Requisitos.
1) Redigite o trecho do texto sobre o cidadão médio que vai de "Esses dias, sem" até "(Incômodo...)", incluindo os dois.
2) Estenda o texto sobre o cidadão médio, seguindo depois da última frase que aparece nele.

___ Texto fornecido ___

Esses dias, sem querer, me peguei pensando que sou um cidadão-médio. Digo... Uma vida nem tão agitada, nem tão morna. Nem apolíneo, nem dionisíaco. Nem fanático, nem ateu. 40 horas semanais de trabalho. Jogos de futebol uma ou duas vezes por semana. Nem de longe rico, nem de longe pobre. Mais ou menos politicamente correto. Daqueles que sabem um pouquinho de tudo, mas não sabe nada profundamente. Lendo mais as manchetes do que as notícias. Sabendo mais ou menos como o mundo anda.
(Incômodo...)
(Mais alguns segundos de incômodo...)
De fato, ser médio incomoda. Não fosse assim, não nos ofenderíamos com o termo “medíocre”, cujo sinônimo lá está no dicionário: “mediano, sem relevância, comum, ordinário”. De todas as mentiras que criamos para que nossa cabeça acredite que isto tudo (o mundo, a vida e nossas ações) faz algum sentido, a ilusão de sermos especiais deve ser a mais presente em nosso imaginário: “cada pessoa é única”. Até em “destino” o mais cético, por mais que negue, dá um jeitinho de acreditar.
Mas não desviemos o assunto... Este blog não deve fazer tanto sucesso, não terei a face gravada em uma estátua, nenhuma rua ou praça será batizada com meu nome, minha morte não será passível de homenagens, não governarei um município, não serei lembrado por uma geração, não serei uma celebridade sequer instantânea.
Tudo bem, se o macro não resolve, apelemos para o micro, os sonhos pessoais. Uma casa confortável e aconchegante, filhos brincando na varanda e matriculados em uma boa escola, um trabalho que me realize pessoal e profissionalmente, uma moça que me afague nos maus momentos, um carro econômico, o mínimo de problemas de saúde, uma família presente, uma morte sem dor. Sonhos médios.

___ Listagem ___

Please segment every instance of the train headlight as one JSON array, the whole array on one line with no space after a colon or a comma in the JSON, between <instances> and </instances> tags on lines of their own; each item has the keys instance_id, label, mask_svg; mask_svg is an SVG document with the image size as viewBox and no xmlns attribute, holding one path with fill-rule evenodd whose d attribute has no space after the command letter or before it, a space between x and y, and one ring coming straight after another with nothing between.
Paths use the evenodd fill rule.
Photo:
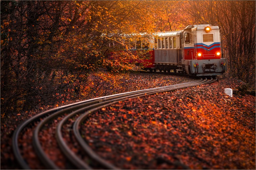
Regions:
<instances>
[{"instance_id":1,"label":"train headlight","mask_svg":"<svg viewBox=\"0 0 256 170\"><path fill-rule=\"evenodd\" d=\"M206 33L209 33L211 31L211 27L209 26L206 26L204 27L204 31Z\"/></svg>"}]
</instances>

___

Resultados.
1)
Esses dias, sem querer, me peguei pensando que sou um cidadão-médio. Digo... Uma vida nem tão agitada, nem tão morna. Nem apolíneo, nem dionisíaco. Nem fanático, nem ateu. 40 horas semanais de trabalho. Jogos de futebol uma ou duas vezes por semana. Nem de longe rico, nem de longe pobre. Mais ou menos politicamente correto. Daqueles que sabem um pouquinho de tudo, mas não sabe nada profundamente. Lendo mais as manchetes do que as notícias. Sabendo mais ou menos como o mundo anda.
(Incômodo...)

2)
Um pensador fora de moda – não direi seu nome pela falta de rigor, alguém pode se ofender – disse em sua época que a “classe média” teria uma certa tendência a se enxergar como a classe mais “legítima” da estrutura social. Isso por estar no centro das contradições da sociedade capitalista. O homem “classemediano” é explorado no trabalho e tem empregada em casa, sendo ao mesmo tempo é trabalhador e patrão. Impostos, violência, corrupção, inflação, “quem sofre sempre é a classe média”! Essa classe tem para si a ideia de que seus pensamentos, traduzidos em palavras, representam os anseios de toda uma sociedade. E, pela relevância que acredita que tem, a classe média é, normalmente, avessa às transformações. Percebem? Até a classe que obteve o título de “média” quer crer que pode ser algo mais que isso.
O fato é que as linhas métricas de um mundo métrico nos mediou, cidadãos medianos, e médio estamos, contando sílabas, procurando rimas que encaixem nisso tudo. Fizemos do médio uma busca, um padrão de qualidade, um status. É confortável ser médio, confesso. E assim, entre médios satisfeitos e outros tantos que almejam ser médios, o mundo se mantém, como nos conformes.
Assim nos construiu a história...
Mas para se construir a história, é preciso dar um passo adiante, e deixar de ser médio.
E você, quantas poesias de versos livres passaram por sua vida nos últimos dias?
Ah, inércia, me deixe vai...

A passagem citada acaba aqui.